§ **Exercise description**
Give the lines below as a JSON list of strings, with one string for each line and blank lines left out.

BEGIN Record extracts

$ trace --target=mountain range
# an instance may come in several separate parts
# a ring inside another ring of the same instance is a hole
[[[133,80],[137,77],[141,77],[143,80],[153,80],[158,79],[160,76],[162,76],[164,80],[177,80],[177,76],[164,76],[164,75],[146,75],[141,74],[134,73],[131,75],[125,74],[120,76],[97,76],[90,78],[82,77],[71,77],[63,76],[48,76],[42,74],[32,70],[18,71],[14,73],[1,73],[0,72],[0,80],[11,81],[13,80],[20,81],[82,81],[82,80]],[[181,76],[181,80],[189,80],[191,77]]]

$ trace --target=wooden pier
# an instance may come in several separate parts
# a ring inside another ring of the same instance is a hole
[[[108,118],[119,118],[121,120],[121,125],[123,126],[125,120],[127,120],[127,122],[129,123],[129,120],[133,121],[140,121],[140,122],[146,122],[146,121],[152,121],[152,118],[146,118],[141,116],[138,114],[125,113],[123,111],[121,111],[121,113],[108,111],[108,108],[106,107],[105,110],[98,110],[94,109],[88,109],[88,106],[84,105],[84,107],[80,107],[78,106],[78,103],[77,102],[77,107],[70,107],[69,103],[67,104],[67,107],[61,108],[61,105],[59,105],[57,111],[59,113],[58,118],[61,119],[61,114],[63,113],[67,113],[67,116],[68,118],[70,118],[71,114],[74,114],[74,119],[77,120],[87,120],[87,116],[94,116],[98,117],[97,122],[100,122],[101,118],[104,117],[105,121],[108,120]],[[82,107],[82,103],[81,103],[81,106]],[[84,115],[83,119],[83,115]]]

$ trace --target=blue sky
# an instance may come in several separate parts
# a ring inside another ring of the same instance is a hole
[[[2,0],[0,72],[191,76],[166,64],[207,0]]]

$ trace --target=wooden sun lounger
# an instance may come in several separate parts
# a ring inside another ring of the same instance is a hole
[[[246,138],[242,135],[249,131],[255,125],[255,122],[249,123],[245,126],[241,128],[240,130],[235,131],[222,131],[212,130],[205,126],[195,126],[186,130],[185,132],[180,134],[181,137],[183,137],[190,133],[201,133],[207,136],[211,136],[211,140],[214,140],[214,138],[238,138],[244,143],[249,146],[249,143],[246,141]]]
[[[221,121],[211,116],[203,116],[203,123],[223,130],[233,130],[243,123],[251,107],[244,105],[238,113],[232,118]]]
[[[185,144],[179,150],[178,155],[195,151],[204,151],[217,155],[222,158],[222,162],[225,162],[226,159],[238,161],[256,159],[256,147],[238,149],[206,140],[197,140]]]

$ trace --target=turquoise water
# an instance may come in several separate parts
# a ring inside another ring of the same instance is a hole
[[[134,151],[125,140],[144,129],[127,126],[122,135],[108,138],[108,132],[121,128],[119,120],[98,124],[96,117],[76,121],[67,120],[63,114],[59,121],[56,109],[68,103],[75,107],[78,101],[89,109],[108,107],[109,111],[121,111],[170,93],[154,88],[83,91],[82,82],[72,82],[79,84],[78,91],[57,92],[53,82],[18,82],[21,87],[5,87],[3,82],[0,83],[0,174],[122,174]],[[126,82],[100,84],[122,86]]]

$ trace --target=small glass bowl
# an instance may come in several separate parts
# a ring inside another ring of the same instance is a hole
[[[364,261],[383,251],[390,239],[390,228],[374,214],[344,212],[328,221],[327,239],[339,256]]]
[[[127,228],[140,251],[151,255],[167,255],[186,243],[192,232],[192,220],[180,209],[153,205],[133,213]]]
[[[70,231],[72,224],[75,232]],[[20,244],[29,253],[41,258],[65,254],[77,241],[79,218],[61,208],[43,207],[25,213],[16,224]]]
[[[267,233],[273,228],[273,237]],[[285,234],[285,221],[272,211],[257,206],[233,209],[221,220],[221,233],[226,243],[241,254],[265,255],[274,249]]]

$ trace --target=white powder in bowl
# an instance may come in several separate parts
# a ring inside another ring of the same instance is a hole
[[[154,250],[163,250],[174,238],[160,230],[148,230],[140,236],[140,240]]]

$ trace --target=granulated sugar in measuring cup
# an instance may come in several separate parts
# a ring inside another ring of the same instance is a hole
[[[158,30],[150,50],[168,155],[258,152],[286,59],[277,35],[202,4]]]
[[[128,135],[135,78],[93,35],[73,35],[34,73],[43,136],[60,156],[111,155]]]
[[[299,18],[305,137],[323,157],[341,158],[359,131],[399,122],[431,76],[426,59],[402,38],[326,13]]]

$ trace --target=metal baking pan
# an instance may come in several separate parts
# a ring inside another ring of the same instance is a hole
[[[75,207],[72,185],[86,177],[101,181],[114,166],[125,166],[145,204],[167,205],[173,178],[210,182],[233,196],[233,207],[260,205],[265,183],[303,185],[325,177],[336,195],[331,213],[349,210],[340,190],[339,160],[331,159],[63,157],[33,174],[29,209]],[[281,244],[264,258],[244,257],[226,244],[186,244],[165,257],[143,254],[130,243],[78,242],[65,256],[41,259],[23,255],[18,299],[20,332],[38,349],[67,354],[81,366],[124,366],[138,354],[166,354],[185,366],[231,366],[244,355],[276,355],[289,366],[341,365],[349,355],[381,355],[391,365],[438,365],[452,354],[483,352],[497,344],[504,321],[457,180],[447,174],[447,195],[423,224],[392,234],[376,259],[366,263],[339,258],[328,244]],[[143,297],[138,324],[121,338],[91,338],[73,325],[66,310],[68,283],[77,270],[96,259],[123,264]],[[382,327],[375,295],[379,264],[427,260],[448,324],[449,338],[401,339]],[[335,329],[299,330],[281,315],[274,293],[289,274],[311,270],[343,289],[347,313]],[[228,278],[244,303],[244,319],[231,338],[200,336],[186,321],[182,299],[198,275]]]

END Record extracts

§ **Exercise result**
[
  "$ trace --target=mountain range",
  "# an instance may come in several separate parts",
  "# a ring inside another ring of the same instance is a hole",
  "[[[133,80],[137,77],[141,77],[143,80],[153,80],[158,79],[160,76],[162,76],[164,80],[177,80],[177,76],[164,76],[164,75],[146,75],[141,74],[134,73],[131,75],[125,74],[120,76],[97,76],[90,78],[82,77],[71,77],[63,76],[48,76],[42,74],[32,70],[18,71],[14,73],[1,73],[0,72],[0,80],[11,81],[13,80],[20,81],[82,81],[82,80]],[[181,76],[181,80],[189,80],[191,77]]]",
  "$ trace --target=wooden pier",
  "# an instance may come in several separate parts",
  "# a ring inside another ring of the same instance is a hole",
  "[[[108,118],[119,118],[121,120],[121,125],[123,126],[125,120],[127,120],[127,122],[129,123],[129,120],[133,121],[140,121],[140,122],[146,122],[146,121],[152,121],[152,118],[146,118],[141,116],[138,114],[125,113],[123,111],[121,111],[121,113],[108,111],[108,108],[106,107],[105,110],[98,110],[94,109],[88,109],[88,106],[84,105],[84,107],[80,107],[78,106],[78,103],[77,102],[77,107],[70,107],[69,103],[67,104],[67,107],[61,108],[61,105],[59,105],[57,111],[59,113],[58,118],[61,119],[61,114],[63,113],[67,113],[67,116],[68,118],[70,118],[71,114],[74,114],[74,119],[77,120],[87,120],[87,116],[94,116],[98,117],[97,122],[100,122],[101,118],[104,117],[105,121],[108,120]],[[82,107],[82,103],[81,103],[81,106]],[[84,115],[83,119],[83,115]]]",
  "$ trace --target=blue sky",
  "# an instance may come in several separate parts",
  "# a ring inside another ring of the same instance is a hole",
  "[[[2,0],[0,72],[191,76],[166,64],[207,0]]]",
  "$ trace --target=wooden sun lounger",
  "# an instance may come in several separate parts",
  "# a ring inside another ring of the same instance is a hole",
  "[[[246,138],[242,135],[249,131],[255,125],[255,122],[249,123],[245,126],[241,128],[240,130],[235,131],[222,131],[212,130],[205,126],[195,126],[186,130],[185,132],[180,134],[181,137],[183,137],[190,133],[201,133],[207,136],[211,136],[211,140],[214,140],[214,138],[238,138],[244,143],[249,146],[249,143],[246,141]]]",
  "[[[221,121],[211,116],[203,116],[203,123],[223,130],[233,130],[243,123],[251,107],[244,105],[238,113],[232,118]]]",
  "[[[185,144],[179,150],[178,155],[195,151],[204,151],[217,155],[222,158],[222,162],[225,162],[226,159],[238,161],[256,159],[256,147],[238,149],[206,140],[197,140]]]",
  "$ trace --target=turquoise water",
  "# an instance may come in several separate parts",
  "# a ring inside another ring of the same instance is a hole",
  "[[[134,151],[125,140],[144,129],[127,126],[122,135],[108,138],[108,132],[121,128],[119,120],[98,124],[96,117],[76,121],[67,120],[63,114],[59,121],[56,109],[68,103],[75,107],[78,101],[89,109],[108,107],[109,111],[121,111],[170,93],[154,88],[83,91],[82,82],[72,82],[79,84],[78,91],[57,92],[53,82],[18,82],[21,87],[5,87],[3,82],[0,83],[0,174],[122,174]],[[126,82],[100,84],[122,86]]]",
  "$ trace --target=small glass bowl",
  "# an instance may come in several separate parts",
  "# a ring inside another ring of the same instance is a hole",
  "[[[364,261],[383,251],[390,239],[390,228],[374,214],[344,212],[328,221],[327,239],[339,256]]]",
  "[[[127,228],[140,251],[151,255],[167,255],[186,243],[192,232],[192,220],[180,209],[153,205],[133,213]]]",
  "[[[70,231],[72,224],[75,232]],[[20,244],[29,253],[41,258],[65,254],[77,241],[79,218],[61,208],[43,207],[25,213],[16,224]]]",
  "[[[267,233],[273,228],[273,237]],[[285,234],[285,221],[272,211],[257,206],[233,209],[221,220],[221,233],[226,243],[241,254],[265,255],[274,249]]]",
  "$ trace --target=white powder in bowl",
  "# an instance may come in several separate parts",
  "# a ring inside another ring of the same instance is a hole",
  "[[[154,250],[163,250],[174,238],[160,230],[148,230],[140,236],[140,240]]]",
  "$ trace --target=granulated sugar in measuring cup",
  "# an instance may come in several separate parts",
  "# a ring inside another ring of the same instance is a hole",
  "[[[158,30],[150,50],[168,155],[258,152],[286,59],[277,35],[202,4]]]",
  "[[[128,135],[135,78],[93,35],[73,35],[34,73],[43,136],[60,156],[111,155]]]",
  "[[[299,18],[305,137],[323,157],[341,158],[359,131],[399,122],[431,76],[426,59],[402,38],[326,13]]]",
  "$ trace --target=metal baking pan",
  "# an instance may come in several separate parts",
  "# a ring inside another ring of the same instance is a hole",
  "[[[75,207],[72,185],[86,177],[101,181],[114,166],[125,166],[145,204],[167,205],[173,178],[210,182],[233,196],[233,207],[260,205],[265,183],[303,185],[325,177],[336,195],[331,213],[349,210],[340,190],[339,160],[331,159],[63,157],[33,174],[29,209]],[[281,244],[264,258],[244,257],[226,244],[186,244],[165,257],[143,254],[130,243],[78,242],[65,256],[41,259],[23,255],[18,299],[20,332],[38,349],[67,354],[81,366],[124,366],[138,354],[166,354],[185,366],[231,366],[244,355],[276,355],[289,366],[341,365],[349,355],[381,355],[391,365],[438,365],[452,354],[483,352],[497,344],[504,321],[457,180],[447,174],[447,195],[423,224],[392,234],[376,259],[366,263],[339,258],[328,244]],[[143,297],[138,324],[121,338],[91,338],[73,325],[66,310],[68,283],[77,270],[96,259],[123,264]],[[382,327],[375,295],[379,264],[427,260],[448,324],[449,338],[401,339]],[[335,329],[299,330],[281,315],[274,293],[289,274],[311,270],[343,289],[347,313]],[[228,278],[244,303],[244,319],[231,338],[200,336],[186,321],[182,299],[198,275]]]"
]